TASK OBJECTIVE:
Count the lines in the records below that contain the word "tree", with case mattering, and reply with the number alone.

INFORMATION SHOWN:
○ ○ ○ ○ ○

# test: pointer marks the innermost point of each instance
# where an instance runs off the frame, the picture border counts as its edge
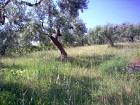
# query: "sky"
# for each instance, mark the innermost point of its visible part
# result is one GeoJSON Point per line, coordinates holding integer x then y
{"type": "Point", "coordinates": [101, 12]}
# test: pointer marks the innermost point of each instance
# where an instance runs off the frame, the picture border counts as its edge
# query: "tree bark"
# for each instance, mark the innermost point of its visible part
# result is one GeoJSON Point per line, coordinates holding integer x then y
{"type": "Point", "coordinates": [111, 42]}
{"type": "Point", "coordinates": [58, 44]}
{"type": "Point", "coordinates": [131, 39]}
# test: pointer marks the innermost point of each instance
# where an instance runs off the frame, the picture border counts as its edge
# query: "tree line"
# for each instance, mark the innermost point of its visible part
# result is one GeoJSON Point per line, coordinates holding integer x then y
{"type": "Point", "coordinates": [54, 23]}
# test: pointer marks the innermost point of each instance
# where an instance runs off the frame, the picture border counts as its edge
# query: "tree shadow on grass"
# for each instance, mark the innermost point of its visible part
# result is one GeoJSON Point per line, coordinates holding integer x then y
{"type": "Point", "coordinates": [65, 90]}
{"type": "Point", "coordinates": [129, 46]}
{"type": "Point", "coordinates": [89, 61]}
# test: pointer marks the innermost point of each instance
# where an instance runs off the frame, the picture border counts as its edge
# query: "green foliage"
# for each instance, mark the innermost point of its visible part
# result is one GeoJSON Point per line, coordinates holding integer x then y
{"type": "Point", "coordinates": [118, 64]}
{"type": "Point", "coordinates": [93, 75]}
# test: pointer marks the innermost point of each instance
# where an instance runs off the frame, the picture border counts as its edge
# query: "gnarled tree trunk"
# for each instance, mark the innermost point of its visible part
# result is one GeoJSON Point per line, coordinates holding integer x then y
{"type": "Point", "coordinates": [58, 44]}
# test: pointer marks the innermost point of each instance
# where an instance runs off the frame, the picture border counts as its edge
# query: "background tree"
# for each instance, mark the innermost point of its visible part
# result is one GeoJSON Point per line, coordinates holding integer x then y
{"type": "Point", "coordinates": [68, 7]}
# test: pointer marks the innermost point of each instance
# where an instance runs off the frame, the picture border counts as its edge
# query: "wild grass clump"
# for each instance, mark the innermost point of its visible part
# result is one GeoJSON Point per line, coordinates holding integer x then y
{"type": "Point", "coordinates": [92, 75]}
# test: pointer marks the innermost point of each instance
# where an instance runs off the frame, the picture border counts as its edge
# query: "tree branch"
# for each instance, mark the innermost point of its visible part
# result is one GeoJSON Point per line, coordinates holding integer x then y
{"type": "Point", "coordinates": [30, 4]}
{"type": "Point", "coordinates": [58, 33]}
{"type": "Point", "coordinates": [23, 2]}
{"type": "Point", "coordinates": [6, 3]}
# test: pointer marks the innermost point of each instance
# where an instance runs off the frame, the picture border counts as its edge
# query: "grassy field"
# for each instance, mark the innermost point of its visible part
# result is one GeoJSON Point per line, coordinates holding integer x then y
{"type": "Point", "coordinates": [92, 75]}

○ ○ ○ ○ ○

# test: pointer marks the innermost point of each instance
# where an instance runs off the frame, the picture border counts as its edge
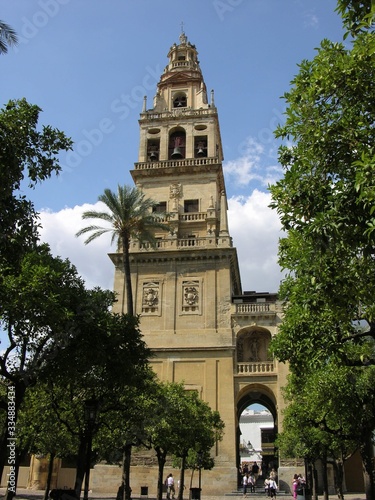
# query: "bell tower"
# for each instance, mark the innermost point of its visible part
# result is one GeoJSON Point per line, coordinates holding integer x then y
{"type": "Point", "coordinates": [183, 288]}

○ ○ ○ ○ ○

TASK SOLUTION:
6